Set down exactly, and only, the lines from the one with "Please detect the arched doorway" to the final line of the entries, both included.

* BEGIN *

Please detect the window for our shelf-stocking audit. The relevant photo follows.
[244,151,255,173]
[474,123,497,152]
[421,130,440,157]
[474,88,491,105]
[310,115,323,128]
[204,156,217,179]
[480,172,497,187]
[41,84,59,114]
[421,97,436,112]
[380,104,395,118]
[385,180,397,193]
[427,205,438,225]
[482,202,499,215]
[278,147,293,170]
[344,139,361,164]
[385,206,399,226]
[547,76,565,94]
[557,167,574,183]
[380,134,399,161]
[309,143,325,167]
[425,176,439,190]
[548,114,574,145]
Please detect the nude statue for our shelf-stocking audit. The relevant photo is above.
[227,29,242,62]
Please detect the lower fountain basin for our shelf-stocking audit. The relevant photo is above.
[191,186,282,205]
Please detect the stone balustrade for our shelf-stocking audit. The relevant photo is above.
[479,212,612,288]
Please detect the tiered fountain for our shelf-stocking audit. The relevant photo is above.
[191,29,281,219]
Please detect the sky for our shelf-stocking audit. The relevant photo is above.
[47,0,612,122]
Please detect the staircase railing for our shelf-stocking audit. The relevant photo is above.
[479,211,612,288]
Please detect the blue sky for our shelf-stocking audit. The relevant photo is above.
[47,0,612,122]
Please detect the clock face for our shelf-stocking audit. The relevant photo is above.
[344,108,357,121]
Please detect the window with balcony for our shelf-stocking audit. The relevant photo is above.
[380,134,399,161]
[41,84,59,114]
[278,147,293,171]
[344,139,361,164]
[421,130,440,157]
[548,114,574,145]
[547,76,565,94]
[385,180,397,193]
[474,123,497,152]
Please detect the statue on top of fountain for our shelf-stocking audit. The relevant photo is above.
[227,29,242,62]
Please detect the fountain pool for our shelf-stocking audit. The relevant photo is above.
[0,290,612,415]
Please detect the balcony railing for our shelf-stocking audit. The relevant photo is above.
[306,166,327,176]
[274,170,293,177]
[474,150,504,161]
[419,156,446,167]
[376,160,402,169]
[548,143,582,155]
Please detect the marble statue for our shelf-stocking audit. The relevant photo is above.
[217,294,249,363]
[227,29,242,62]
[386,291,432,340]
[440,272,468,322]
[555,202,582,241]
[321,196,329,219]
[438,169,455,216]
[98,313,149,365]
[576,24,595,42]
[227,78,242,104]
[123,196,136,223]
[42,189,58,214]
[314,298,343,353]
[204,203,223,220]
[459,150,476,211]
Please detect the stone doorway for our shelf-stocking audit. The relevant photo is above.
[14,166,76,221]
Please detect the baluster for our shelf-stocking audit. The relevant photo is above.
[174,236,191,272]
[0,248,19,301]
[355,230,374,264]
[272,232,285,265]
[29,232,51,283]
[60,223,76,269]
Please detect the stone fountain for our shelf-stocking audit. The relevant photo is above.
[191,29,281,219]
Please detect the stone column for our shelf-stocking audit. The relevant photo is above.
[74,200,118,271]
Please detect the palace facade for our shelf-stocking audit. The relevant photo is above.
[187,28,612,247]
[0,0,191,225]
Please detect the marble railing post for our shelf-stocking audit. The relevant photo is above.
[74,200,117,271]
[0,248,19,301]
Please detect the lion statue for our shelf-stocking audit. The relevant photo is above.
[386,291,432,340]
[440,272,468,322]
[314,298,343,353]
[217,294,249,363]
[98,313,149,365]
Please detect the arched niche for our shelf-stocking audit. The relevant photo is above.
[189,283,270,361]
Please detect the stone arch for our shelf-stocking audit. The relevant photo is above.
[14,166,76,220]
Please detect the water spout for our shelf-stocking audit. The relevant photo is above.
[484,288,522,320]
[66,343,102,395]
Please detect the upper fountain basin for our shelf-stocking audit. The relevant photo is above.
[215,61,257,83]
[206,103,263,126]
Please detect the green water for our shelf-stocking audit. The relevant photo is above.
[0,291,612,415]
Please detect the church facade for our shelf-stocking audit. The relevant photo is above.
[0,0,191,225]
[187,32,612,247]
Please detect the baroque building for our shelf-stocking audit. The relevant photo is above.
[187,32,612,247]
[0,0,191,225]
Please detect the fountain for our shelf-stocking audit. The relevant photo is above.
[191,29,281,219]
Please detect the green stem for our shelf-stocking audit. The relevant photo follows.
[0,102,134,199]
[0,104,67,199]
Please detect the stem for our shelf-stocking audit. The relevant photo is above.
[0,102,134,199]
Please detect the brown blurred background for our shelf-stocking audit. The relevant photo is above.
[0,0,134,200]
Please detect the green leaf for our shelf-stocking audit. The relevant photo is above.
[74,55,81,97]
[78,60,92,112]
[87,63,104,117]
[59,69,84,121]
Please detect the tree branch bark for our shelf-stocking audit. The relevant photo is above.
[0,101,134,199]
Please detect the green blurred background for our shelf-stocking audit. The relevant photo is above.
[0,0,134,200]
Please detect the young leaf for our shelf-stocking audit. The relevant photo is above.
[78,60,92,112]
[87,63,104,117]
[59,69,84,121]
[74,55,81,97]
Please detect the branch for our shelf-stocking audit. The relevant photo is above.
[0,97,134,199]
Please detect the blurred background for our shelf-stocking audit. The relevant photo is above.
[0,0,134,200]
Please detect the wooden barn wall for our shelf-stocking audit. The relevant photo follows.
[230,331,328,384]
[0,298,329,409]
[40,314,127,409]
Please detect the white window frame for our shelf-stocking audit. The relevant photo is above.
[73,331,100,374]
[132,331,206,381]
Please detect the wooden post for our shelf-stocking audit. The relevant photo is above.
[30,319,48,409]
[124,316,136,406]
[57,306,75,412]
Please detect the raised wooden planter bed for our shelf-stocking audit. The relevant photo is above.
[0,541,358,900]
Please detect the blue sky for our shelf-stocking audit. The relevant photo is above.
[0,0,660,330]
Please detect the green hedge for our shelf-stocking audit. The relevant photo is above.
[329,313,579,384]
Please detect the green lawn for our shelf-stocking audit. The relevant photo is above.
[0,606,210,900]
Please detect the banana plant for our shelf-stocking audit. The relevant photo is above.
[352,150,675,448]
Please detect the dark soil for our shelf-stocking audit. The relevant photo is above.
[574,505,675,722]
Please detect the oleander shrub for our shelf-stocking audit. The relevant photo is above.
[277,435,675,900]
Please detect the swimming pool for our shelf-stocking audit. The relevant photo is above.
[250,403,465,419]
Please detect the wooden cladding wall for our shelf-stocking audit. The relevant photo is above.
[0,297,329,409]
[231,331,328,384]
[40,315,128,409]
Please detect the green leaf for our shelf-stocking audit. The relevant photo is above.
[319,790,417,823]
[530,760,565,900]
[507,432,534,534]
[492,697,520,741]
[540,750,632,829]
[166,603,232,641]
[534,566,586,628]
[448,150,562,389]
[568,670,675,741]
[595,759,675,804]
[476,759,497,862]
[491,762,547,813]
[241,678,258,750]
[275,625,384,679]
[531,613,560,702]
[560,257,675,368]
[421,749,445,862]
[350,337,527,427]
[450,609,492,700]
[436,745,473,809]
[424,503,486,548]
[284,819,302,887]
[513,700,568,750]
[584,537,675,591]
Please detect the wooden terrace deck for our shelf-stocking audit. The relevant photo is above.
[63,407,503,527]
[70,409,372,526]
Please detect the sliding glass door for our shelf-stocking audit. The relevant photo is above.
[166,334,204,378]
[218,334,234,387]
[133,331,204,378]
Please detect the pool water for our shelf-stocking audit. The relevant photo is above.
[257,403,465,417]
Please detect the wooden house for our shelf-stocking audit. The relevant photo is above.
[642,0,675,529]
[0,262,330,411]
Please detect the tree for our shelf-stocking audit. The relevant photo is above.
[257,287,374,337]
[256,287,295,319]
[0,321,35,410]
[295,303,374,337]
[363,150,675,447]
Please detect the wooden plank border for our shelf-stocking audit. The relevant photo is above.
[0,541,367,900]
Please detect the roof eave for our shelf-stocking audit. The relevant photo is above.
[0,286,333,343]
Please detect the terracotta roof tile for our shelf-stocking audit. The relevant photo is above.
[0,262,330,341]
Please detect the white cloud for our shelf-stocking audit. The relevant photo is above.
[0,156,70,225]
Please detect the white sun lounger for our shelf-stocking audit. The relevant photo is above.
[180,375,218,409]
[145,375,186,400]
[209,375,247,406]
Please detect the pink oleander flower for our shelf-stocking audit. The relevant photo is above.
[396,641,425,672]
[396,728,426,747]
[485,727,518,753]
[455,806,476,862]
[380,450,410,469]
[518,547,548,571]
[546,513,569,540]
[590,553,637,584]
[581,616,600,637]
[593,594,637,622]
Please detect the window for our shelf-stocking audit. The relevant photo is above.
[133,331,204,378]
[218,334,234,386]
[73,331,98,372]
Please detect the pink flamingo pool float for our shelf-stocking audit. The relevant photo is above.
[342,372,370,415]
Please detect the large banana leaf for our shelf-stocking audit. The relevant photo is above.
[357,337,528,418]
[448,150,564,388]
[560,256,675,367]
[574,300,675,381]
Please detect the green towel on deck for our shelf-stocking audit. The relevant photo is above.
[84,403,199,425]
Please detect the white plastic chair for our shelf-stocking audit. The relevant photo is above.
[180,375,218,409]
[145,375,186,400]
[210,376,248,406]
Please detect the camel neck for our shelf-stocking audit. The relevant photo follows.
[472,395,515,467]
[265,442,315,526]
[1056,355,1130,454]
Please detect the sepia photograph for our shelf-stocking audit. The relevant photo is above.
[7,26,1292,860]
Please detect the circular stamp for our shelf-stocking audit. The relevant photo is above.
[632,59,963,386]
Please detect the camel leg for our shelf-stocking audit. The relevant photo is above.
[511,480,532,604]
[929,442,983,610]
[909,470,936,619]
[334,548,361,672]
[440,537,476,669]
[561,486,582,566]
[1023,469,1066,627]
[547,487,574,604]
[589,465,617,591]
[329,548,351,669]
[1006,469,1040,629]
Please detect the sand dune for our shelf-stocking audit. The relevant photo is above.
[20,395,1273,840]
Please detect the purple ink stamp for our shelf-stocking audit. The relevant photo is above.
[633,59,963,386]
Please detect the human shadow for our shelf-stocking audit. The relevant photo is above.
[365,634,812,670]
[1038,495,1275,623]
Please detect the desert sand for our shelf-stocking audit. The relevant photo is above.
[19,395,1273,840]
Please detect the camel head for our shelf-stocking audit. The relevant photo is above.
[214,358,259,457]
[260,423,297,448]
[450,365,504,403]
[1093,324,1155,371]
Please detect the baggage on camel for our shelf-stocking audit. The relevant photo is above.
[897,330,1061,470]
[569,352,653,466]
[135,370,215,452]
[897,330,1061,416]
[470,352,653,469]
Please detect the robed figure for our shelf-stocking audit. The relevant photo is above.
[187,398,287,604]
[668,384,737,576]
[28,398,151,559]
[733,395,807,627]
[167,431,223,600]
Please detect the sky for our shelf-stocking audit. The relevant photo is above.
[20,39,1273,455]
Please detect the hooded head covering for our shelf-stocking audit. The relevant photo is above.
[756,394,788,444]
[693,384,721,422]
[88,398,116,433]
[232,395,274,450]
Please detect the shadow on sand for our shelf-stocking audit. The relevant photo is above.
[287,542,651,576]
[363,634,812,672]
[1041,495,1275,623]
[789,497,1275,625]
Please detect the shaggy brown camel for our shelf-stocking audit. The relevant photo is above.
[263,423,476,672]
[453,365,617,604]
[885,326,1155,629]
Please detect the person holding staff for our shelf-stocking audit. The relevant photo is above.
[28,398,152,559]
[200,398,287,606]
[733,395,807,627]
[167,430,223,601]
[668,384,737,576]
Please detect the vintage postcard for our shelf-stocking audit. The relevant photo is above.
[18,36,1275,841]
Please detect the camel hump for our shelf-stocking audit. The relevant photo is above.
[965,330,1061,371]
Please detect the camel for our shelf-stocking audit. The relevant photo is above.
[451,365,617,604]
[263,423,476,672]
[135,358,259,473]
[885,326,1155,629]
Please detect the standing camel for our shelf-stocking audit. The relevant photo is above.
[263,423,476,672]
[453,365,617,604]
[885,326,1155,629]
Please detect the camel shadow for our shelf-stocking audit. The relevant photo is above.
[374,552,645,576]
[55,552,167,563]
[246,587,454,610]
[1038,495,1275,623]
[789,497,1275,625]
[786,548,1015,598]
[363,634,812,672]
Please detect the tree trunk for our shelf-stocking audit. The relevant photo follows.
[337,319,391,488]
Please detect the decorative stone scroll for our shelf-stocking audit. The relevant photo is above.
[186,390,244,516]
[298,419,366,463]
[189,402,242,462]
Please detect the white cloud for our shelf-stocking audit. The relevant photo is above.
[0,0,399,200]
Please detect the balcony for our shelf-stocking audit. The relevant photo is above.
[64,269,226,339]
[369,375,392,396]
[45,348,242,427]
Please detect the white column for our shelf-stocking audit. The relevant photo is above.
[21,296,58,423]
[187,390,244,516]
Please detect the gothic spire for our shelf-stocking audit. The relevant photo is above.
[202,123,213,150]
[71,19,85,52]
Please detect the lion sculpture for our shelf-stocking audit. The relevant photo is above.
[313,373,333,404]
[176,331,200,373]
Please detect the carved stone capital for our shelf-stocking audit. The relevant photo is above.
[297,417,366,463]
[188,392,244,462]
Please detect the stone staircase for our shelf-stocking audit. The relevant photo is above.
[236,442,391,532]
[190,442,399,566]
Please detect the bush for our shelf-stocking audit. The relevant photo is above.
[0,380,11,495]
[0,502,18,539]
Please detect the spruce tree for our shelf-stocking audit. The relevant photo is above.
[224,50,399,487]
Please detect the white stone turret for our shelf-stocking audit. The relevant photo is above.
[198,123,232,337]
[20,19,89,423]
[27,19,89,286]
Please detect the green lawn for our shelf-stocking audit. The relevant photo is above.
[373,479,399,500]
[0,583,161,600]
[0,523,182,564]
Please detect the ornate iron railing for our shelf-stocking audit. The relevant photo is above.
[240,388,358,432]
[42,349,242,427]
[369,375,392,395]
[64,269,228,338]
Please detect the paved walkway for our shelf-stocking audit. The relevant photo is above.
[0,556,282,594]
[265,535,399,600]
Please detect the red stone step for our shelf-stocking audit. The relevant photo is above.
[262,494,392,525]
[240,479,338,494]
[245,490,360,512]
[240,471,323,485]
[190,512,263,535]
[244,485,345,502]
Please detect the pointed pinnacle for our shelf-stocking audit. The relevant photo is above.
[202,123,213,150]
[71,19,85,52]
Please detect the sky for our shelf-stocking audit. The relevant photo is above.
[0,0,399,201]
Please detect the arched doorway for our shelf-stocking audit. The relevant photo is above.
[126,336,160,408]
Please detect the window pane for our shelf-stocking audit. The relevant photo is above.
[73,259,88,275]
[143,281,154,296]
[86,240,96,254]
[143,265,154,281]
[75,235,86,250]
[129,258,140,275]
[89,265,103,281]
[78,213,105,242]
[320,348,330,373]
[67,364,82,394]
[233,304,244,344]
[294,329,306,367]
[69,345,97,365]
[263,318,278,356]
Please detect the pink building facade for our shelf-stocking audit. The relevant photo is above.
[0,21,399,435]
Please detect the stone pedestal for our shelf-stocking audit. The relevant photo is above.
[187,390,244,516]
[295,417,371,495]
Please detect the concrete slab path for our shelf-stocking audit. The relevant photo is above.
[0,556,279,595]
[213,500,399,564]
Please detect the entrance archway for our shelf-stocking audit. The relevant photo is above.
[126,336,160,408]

* END *

*RESULT OF THIS TASK*:
Please detect the arched doorway for our shelf-stocking audit. The relevant photo is above.
[126,336,160,408]
Please detect the window pane for our shelf-stocking audit. The relevant photo is above.
[73,259,88,275]
[143,281,154,296]
[86,240,96,254]
[143,265,154,281]
[75,235,86,250]
[129,258,140,275]
[89,265,103,281]
[78,213,105,242]
[320,348,330,373]
[67,364,82,394]
[233,304,244,344]
[294,329,306,367]
[69,345,97,365]
[263,318,278,356]
Please detect the pink building facade for our shelf-stocking audit. The relevant photo is above.
[0,21,399,435]
Please detect the stone pedestal for our shelf-stocking audit. The relevant photo is above.
[187,390,244,516]
[295,417,371,495]
Please detect the concrete slab path for our shelf-stocking audit. The relevant photo is above.
[0,556,279,595]
[213,500,399,564]
Please detect the entrance archway for our shelf-stocking audit. The relevant photo is above.
[126,336,160,408]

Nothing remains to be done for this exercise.